> **Excerpted text**:
----- Original Message ----- From: "Colin Percival" <[EMAIL PROTECTED]>
----- Original Message ----- From: "Colin Percival" <[EMAIL PROTECTED]>
tar -xvzf test.tar.gz
tar: Ignoring unknown extended header keyword `SCHILY.dev'
tar: Ignoring unknown extended header keyword `SCHILY.ino'
tar: Ignoring unknown extended header keyword `SCHILY.nlink'
cantiquedeno\353l1_loop.wav
tar: Error exit delayed from previous errors

This looks like fairly typical symptoms of gnutar being broken.  What
makes you think that the archive created by BSD tar was invalid?

As a filename should have no bearing on what extended headers
are set.

Why not?  In this case, bsdtar is detecting that the file name contains
non-7-bit-ascii characters and is emitting a pax header for that reason;
and since it can't suppress the pax header entirely, it goes ahead and
emits the "not vital but potentially useful" headers for the device #,
inode #, number of links, and high precision timestamps.

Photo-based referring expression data
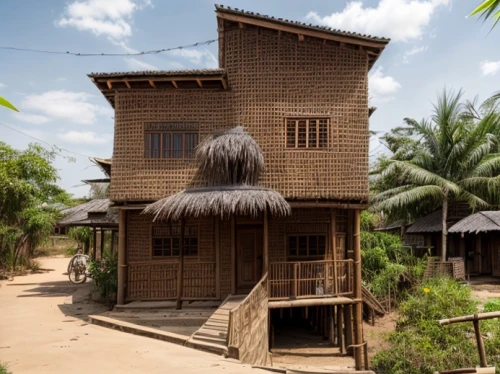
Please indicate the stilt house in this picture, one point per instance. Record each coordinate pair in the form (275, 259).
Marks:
(248, 179)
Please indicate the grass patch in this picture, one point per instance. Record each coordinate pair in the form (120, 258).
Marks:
(421, 346)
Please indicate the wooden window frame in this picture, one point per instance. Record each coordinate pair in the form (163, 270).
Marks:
(308, 121)
(308, 256)
(148, 152)
(170, 236)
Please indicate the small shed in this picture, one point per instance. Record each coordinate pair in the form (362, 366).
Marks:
(479, 242)
(99, 216)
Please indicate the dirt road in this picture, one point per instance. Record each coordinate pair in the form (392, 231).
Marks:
(44, 329)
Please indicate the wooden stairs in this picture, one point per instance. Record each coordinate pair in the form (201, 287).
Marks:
(212, 336)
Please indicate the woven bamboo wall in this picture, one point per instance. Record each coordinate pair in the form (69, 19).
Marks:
(271, 77)
(156, 279)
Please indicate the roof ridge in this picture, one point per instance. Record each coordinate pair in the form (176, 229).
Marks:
(228, 9)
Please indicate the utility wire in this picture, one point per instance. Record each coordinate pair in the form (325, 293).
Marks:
(43, 141)
(80, 54)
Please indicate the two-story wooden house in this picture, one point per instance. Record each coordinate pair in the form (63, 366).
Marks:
(272, 206)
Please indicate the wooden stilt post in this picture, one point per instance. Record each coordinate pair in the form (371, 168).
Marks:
(113, 241)
(358, 307)
(265, 260)
(180, 270)
(348, 327)
(121, 256)
(94, 244)
(102, 241)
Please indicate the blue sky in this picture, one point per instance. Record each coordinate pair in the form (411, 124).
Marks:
(433, 46)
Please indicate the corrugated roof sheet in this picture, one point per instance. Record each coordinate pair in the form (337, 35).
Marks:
(163, 73)
(329, 30)
(478, 222)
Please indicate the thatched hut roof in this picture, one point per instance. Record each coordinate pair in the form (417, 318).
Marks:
(230, 157)
(96, 212)
(478, 222)
(219, 201)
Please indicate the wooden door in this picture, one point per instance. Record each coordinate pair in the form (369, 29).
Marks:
(247, 272)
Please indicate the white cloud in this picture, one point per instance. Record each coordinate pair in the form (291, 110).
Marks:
(197, 57)
(35, 119)
(72, 106)
(136, 64)
(415, 50)
(400, 20)
(110, 18)
(382, 87)
(85, 137)
(489, 67)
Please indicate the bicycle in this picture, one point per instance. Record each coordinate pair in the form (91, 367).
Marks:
(78, 268)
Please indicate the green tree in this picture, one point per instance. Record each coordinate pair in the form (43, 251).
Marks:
(7, 104)
(488, 9)
(27, 181)
(455, 157)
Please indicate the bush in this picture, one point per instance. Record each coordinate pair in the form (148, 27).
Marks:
(104, 272)
(421, 346)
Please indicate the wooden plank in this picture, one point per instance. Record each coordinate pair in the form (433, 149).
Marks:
(217, 257)
(301, 30)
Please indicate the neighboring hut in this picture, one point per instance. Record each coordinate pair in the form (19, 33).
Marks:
(478, 237)
(99, 217)
(223, 225)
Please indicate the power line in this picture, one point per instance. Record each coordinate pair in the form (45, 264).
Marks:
(43, 141)
(80, 54)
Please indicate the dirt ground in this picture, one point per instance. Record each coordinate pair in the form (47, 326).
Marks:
(44, 329)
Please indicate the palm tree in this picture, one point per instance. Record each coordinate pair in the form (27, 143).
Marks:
(487, 10)
(456, 160)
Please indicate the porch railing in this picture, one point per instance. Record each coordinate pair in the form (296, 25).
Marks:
(308, 279)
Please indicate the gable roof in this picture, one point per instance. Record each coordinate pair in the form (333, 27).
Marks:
(478, 222)
(372, 44)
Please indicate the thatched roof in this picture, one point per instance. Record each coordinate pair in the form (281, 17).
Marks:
(96, 212)
(230, 157)
(478, 222)
(219, 201)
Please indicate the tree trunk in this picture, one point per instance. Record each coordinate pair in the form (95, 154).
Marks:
(444, 241)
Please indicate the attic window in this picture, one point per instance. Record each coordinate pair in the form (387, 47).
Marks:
(170, 140)
(307, 133)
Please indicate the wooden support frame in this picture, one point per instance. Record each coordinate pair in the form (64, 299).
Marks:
(122, 267)
(217, 257)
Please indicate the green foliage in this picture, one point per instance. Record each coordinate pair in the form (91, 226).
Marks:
(104, 272)
(27, 180)
(493, 305)
(421, 346)
(5, 103)
(387, 266)
(488, 9)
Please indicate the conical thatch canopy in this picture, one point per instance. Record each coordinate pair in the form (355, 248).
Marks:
(230, 157)
(231, 163)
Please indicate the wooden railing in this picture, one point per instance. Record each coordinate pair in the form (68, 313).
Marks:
(248, 339)
(307, 279)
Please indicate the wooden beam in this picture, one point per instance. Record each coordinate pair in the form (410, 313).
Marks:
(302, 30)
(233, 256)
(122, 267)
(265, 262)
(217, 257)
(358, 307)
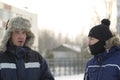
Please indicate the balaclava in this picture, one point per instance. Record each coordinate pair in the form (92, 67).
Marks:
(102, 33)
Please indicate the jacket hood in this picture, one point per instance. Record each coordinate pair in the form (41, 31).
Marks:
(17, 23)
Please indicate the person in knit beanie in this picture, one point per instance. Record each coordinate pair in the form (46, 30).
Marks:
(101, 33)
(104, 45)
(18, 61)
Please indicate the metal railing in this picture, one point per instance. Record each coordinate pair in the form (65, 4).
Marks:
(66, 66)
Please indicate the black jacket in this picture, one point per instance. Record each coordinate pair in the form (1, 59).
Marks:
(22, 63)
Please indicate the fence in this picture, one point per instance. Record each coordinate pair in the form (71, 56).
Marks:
(66, 66)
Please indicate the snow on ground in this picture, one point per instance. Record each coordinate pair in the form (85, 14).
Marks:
(71, 77)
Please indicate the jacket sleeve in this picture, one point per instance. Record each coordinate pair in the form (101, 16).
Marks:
(45, 72)
(86, 74)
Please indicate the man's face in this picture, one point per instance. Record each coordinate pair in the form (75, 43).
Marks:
(18, 38)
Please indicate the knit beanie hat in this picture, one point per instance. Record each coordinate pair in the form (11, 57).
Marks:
(101, 31)
(17, 23)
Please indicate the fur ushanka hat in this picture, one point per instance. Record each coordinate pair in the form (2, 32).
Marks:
(17, 23)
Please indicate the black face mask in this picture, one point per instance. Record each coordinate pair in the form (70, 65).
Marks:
(97, 48)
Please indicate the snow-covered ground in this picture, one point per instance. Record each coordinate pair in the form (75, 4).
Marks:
(71, 77)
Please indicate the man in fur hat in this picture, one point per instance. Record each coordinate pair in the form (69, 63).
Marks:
(105, 47)
(17, 60)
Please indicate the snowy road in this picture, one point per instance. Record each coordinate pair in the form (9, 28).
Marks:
(72, 77)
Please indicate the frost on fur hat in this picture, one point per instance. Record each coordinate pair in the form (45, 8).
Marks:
(17, 23)
(102, 31)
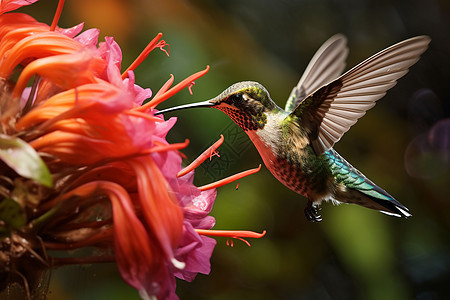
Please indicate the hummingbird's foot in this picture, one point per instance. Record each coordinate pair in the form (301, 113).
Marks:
(312, 212)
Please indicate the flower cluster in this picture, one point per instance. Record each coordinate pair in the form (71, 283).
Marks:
(85, 164)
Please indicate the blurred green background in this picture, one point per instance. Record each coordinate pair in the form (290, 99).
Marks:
(402, 144)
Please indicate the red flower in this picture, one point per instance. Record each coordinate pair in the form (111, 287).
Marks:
(115, 184)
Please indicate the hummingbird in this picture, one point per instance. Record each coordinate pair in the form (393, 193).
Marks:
(296, 143)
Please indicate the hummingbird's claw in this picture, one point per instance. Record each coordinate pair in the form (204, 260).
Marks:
(312, 212)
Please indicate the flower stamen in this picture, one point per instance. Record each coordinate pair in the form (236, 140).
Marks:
(232, 234)
(57, 15)
(169, 93)
(152, 45)
(229, 179)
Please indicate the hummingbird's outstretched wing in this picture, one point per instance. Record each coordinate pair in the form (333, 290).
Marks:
(329, 112)
(327, 64)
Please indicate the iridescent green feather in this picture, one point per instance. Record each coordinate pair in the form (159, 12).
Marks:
(348, 175)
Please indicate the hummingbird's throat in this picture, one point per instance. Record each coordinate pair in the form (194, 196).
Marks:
(244, 120)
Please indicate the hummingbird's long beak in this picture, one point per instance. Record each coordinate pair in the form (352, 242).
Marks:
(207, 103)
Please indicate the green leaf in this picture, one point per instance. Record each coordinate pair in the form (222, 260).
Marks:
(24, 160)
(12, 213)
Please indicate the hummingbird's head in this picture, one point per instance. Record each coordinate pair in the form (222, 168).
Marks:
(246, 103)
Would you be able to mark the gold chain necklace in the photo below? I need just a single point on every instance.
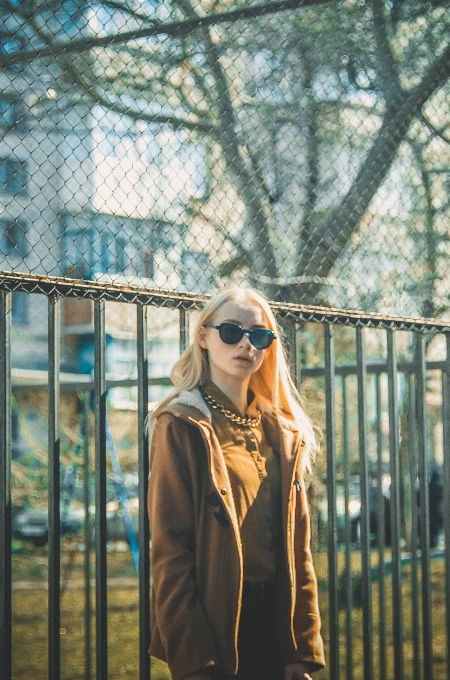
(245, 421)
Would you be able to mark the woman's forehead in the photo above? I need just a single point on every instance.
(243, 311)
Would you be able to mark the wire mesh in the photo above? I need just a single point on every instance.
(299, 147)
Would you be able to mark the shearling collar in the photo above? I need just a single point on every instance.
(191, 398)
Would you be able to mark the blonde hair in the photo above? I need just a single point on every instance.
(271, 383)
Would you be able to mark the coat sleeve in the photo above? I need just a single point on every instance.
(306, 622)
(177, 612)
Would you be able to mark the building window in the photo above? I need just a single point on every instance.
(12, 113)
(13, 238)
(10, 45)
(20, 307)
(13, 176)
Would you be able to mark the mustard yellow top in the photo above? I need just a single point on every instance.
(255, 478)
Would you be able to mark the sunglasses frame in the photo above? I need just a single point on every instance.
(245, 331)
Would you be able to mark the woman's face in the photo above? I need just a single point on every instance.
(233, 362)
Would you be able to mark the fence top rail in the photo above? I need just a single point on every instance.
(101, 290)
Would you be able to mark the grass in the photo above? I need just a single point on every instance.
(30, 619)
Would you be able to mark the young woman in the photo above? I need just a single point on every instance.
(234, 592)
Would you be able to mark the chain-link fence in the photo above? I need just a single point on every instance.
(302, 147)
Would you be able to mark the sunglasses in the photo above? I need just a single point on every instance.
(231, 333)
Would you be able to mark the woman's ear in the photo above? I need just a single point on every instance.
(201, 337)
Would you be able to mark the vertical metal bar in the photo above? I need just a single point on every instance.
(395, 506)
(100, 490)
(446, 433)
(5, 487)
(331, 494)
(381, 534)
(365, 510)
(293, 354)
(87, 541)
(348, 532)
(412, 457)
(143, 465)
(424, 509)
(184, 330)
(54, 491)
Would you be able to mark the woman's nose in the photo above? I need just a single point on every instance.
(245, 340)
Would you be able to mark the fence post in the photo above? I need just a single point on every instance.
(5, 486)
(424, 509)
(143, 463)
(395, 505)
(365, 511)
(100, 491)
(54, 521)
(331, 494)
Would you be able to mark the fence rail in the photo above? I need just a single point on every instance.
(391, 529)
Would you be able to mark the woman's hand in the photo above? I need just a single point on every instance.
(296, 671)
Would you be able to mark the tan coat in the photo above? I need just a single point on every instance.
(196, 554)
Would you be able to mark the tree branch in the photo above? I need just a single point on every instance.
(389, 73)
(173, 28)
(329, 239)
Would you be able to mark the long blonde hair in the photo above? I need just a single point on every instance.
(271, 383)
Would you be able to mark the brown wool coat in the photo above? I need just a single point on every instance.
(196, 554)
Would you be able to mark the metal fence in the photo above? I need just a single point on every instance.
(301, 146)
(384, 587)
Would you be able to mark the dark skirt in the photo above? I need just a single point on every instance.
(259, 653)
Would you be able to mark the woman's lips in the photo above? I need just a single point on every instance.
(243, 358)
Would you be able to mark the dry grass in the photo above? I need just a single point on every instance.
(30, 621)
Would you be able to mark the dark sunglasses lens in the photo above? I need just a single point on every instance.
(261, 338)
(230, 333)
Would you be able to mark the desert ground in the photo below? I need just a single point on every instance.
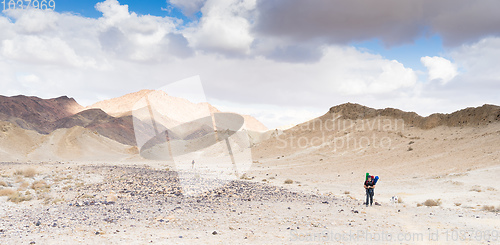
(69, 178)
(137, 202)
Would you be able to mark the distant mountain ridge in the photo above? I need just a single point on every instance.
(110, 118)
(472, 116)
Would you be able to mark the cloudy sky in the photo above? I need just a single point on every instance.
(282, 61)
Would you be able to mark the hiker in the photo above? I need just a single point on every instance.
(369, 186)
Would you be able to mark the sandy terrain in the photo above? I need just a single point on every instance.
(304, 185)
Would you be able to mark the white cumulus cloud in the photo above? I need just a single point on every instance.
(440, 68)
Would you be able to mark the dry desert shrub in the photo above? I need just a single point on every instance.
(6, 192)
(491, 208)
(432, 202)
(17, 197)
(40, 185)
(23, 185)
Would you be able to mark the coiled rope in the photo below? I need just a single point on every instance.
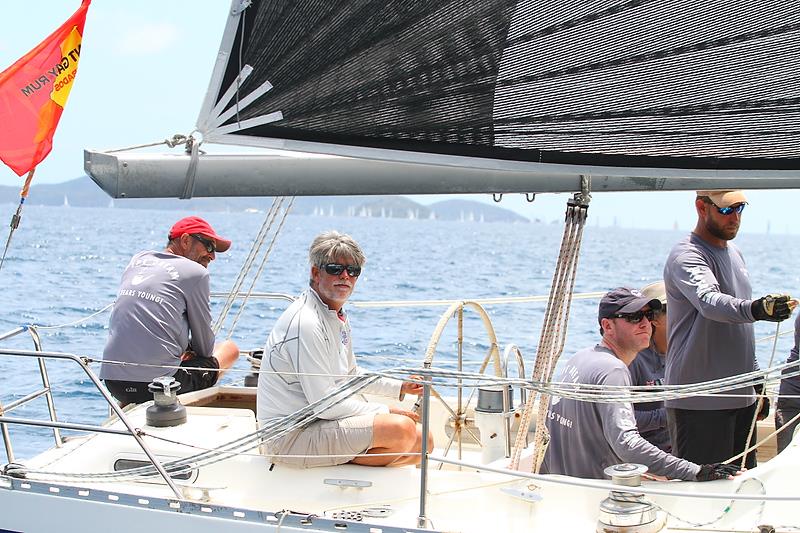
(554, 328)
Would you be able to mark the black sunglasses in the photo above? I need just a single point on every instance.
(635, 318)
(211, 247)
(334, 269)
(738, 208)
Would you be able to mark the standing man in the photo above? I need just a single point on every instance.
(587, 437)
(310, 353)
(162, 317)
(648, 369)
(711, 315)
(787, 410)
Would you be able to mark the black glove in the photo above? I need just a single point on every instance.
(772, 307)
(764, 411)
(716, 471)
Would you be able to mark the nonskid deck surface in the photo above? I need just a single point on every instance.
(457, 500)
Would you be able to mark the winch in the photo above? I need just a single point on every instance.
(628, 512)
(166, 410)
(492, 420)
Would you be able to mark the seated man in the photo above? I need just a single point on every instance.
(586, 437)
(162, 317)
(309, 353)
(787, 412)
(648, 369)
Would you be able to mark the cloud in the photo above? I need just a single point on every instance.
(146, 39)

> **Tasks to carry out**:
**A)** In the mailing-list text on tar headers, why does bsdtar emit a pax header for the file in this case?
**B)** Write the next part of the mailing-list text on tar headers, starting after its last sentence.

> **Outputs for the tasks**:
**A)** It detects that the file name contains non-7-bit-ASCII characters.

**B)**
I still see no evidence that bsdtar is doing anything wrong.

I suppose this then comes down to the fact that gnu tar is the prevalent
version out there and as such with BSD creating archives which are
incompatible with that leads to problems. From our side we'll have to
switch to using gnutar until this issue is resolved as we need to ensure
compatibility.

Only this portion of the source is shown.